- [Task item]: Repeat the data in full. Every line must match.

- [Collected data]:
===============

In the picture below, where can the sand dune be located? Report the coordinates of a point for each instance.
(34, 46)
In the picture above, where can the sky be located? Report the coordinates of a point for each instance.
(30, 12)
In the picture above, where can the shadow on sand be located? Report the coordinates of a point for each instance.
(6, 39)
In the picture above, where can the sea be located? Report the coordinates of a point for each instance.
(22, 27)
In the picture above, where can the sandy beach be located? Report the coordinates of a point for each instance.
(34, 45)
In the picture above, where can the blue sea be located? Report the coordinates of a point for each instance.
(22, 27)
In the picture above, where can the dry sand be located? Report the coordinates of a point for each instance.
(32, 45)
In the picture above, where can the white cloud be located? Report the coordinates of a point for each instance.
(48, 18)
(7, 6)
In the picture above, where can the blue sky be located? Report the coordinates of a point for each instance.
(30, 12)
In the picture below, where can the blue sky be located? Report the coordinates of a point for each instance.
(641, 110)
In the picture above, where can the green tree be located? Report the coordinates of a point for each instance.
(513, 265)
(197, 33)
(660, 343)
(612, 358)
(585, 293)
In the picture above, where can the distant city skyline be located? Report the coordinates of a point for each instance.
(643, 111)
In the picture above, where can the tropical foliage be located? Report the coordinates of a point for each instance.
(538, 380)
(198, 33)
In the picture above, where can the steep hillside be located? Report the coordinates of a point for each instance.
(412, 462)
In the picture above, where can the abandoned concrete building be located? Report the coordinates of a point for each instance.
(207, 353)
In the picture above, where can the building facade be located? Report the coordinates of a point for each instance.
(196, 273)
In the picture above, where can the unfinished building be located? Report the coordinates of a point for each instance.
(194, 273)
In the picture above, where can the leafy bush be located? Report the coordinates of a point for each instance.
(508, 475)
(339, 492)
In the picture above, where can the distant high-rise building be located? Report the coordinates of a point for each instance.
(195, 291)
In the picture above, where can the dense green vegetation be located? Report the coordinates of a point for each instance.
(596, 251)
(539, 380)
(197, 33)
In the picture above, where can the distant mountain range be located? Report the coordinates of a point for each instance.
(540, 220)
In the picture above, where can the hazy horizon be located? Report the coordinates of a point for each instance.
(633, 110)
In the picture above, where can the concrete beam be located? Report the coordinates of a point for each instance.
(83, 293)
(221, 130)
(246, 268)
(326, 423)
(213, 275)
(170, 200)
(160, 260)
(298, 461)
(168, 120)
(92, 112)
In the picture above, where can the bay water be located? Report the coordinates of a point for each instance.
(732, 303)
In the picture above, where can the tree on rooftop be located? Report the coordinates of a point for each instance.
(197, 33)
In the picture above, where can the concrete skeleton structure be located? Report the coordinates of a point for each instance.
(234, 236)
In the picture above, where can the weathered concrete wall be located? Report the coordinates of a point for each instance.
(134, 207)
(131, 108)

===============

- [Your response]:
In the picture below, where can the sand dune be located? Report the coordinates of a point for each instance.
(34, 46)
In the picture above, where can the sky be located? Report the coordinates of a point for each instance.
(30, 12)
In the picture above, where can the shadow on sand be located? Report the coordinates of a point for each instance.
(6, 39)
In the picture above, where can the sea be located? Report the coordinates of a point for each instance.
(22, 27)
In the picture above, where can the sandy beach be located? Report the coordinates of a point for each instance.
(34, 45)
In the picture above, where can the blue sea be located? Report the coordinates of a point for each instance.
(22, 27)
In the picture above, where can the dry sand be located? Report the coordinates of a point for each instance.
(32, 45)
In the picture above, where can the white cloud be located? Report the coordinates of a point for each instance.
(48, 18)
(7, 6)
In the picture above, where can the blue sky be located? Report the coordinates of a point for each instance.
(30, 12)
In the picture below, where can the blue sky be located? Report the coordinates of a point for each instance.
(641, 110)
In the picture above, where can the green tree be located? Report the coordinates of a point for each instance.
(513, 265)
(197, 33)
(660, 343)
(612, 358)
(585, 293)
In the picture above, where can the distant city skyline be located? Report the coordinates of a point for each instance.
(643, 111)
In the picture above, where can the tropical foliage be located? Report the coordinates of a point for each instance.
(538, 380)
(198, 33)
In the picture above, where can the steep hillside be located? Report the coordinates of a point for each instance.
(412, 462)
In the picture above, where can the abandoned concrete building be located? Report the coordinates of a point for each instance.
(207, 353)
In the picture above, where can the building facade be located? Report the coordinates of a point for each instance.
(196, 273)
In the picture above, where can the unfinished building be located? Report the coordinates of a point for each instance.
(194, 273)
In the picture above, where can the leafy bush be located? Report the coordinates of a point for each instance.
(508, 475)
(339, 492)
In the picture above, where can the distant high-rise building be located? Report the coordinates of a point for each instance.
(195, 291)
In the picture above, where can the dense green vegetation be located? Report the coordinates of a point for each instance.
(596, 251)
(539, 380)
(197, 33)
In the picture above, where can the distant mountain range be located? Report the coordinates of a point for each instance.
(540, 220)
In the picture above, where can the hazy horizon be located? Report the coordinates of a point for each instance.
(633, 110)
In the picture above, where can the concrete beam be located? Report the coordinates of a point for each instance.
(83, 293)
(221, 130)
(246, 268)
(326, 423)
(213, 275)
(170, 200)
(160, 260)
(298, 461)
(168, 120)
(92, 112)
In the picture above, where can the bay water be located? Report the coordinates of a point for each instance.
(732, 303)
In the picture above, where can the tree on rooftop be located? Report the coordinates of a point for each instance.
(197, 33)
In the picture above, where can the concrete skeleton structure be located? Report the coordinates of a point for each instance.
(234, 236)
In the picture above, where can the weathered concrete wall be located? Report the coordinates of a point for each instance.
(134, 207)
(131, 108)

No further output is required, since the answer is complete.